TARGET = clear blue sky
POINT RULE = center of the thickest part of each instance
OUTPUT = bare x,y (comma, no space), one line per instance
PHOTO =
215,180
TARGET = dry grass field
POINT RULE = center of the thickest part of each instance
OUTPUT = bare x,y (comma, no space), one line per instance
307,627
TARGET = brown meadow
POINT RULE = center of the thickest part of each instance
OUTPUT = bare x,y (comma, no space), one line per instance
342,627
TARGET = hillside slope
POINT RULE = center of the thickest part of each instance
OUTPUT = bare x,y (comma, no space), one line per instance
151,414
********************
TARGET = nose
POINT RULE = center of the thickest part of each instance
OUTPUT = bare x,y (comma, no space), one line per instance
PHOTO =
********************
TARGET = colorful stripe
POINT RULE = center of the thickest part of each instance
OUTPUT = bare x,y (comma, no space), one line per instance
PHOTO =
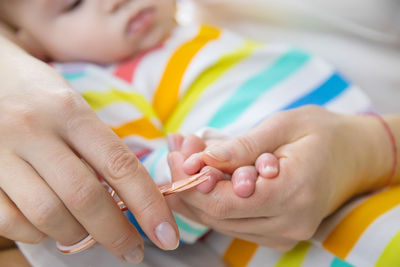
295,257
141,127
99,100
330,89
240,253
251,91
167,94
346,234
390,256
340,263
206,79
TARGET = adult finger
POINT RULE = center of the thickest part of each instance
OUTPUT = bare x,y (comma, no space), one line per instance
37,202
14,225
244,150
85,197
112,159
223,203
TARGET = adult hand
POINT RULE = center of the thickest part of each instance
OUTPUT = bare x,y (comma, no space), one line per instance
********************
* Given instruction
Show every line of the records above that contains the word "adult".

* Output
TARGET = adult finger
TARGET = adult hand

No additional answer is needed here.